→ DOCUMENTO DE ORIGEM
════════════════════

Com mais de 30 anos de fotojornalismo (passou por vários jornais e revistas, entre os quais O Globo e Veja), Stuckert foi o fotógrafo oficial do presidente Lula da Silva nos primeiros dois mandatos (2003-2010), posição a que voltou com a nova reeleição. Trata-se de uma parceria de longa duração que não lhe permite grande sossego: "O presidente Lula não pára e trabalha muito. São mais de 20 anos acompanhando o dia-a-dia dele. Entre 2003 e 2011, acompanhei o presidente nas suas mais de 50 viagens mundo afora. Depois do governo, continuei acompanhando. E, agora, pela terceira vez, ele retorna à presidência e eu estou para registar este momento tão importante para a história do Brasil. As fotografias que faço e fiz do presidente ao longo de todos esses anos são muito espontâneas. Não dá para pensar muito."
Diretor de fotografia do documentário de Petra Costa, Democracia em Vertigem (nomeado para o Óscar da sua categoria), sentiu a responsabilidade de dar a conhecer ao mundo o que se passava em Brasília nos anos que conduziram à eleição de Bolsonaro. Em entrevista à revista Metropolis, aquando da nomeação para o Óscar, disse: "Quando teve a votação do impeachment na Câmara, a Petra estava no plenário filmando a Dilma. Eu, filmando o Lula. De certa maneira, o filme não teve roteiro. O roteiro é a política"
Ricardo Stuckert é uma mente irrequieta, que cedo encontrou na fotografia a forma de se expressar. Talvez nem pudesse ser de outro modo já que, no Brasil, o seu apelido é sinónimo de fotojornalismo e fotografia documental: "Na minha casa, sempre respirámos fotografia", diz-nos. "Sou a quarta geração de uma família grande de fotógrafos. Depois da Primeira Guerra Mundial, meu bisavô, Eduardo Roberto Stuckert, embarcou de Lausanne, na Suíça, em direção à América do Sul, sem destino definido. Na primeira parada, encantou-se com Paraíba e por lá ficou. Além de fotógrafo, era pintor e tradutor. Passou o primeiro ofício aos filhos, depois aos netos. É uma tradição familiar. Na minha família, entre vivos e mortos, são 33 fotógrafos."

════════════════════

→ OS DADOS
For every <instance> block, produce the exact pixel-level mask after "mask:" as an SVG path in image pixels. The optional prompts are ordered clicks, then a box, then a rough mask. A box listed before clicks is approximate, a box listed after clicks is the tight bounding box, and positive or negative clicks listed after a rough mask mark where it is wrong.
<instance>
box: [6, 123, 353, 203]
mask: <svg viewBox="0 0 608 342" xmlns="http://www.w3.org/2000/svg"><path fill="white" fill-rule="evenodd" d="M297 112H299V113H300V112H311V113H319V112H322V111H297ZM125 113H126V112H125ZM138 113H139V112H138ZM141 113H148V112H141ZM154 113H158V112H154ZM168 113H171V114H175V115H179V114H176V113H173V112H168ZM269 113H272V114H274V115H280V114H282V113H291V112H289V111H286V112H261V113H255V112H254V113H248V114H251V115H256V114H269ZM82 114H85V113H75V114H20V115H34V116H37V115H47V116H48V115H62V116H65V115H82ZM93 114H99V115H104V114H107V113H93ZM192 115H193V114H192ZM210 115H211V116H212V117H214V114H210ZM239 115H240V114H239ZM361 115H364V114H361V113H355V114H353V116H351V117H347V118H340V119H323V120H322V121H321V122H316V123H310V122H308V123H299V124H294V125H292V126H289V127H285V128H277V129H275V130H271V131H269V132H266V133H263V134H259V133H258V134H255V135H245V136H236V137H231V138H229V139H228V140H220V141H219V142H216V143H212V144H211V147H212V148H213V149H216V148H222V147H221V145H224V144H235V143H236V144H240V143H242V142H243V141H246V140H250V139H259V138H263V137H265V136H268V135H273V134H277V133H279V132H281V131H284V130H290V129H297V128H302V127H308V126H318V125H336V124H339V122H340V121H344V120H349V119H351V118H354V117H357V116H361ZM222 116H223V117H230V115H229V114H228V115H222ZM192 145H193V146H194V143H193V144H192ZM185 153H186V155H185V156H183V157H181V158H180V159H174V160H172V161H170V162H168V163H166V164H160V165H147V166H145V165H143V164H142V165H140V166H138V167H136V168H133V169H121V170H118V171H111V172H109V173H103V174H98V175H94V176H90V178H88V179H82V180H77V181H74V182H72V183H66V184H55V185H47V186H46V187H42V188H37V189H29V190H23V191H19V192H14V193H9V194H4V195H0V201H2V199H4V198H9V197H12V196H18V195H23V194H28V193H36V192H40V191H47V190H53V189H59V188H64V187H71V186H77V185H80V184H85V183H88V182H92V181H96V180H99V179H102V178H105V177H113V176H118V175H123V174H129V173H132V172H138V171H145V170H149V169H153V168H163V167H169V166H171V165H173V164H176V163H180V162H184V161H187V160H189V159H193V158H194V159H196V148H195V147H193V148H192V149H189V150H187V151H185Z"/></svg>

════════════════════

→ O QUE SE PEDE
No texto sobre Ricardo Stuckert, de que cidade partiu o bisavô dele rumo à América do Sul?

→ RESPOSTA
De Lausanne, na Suíça.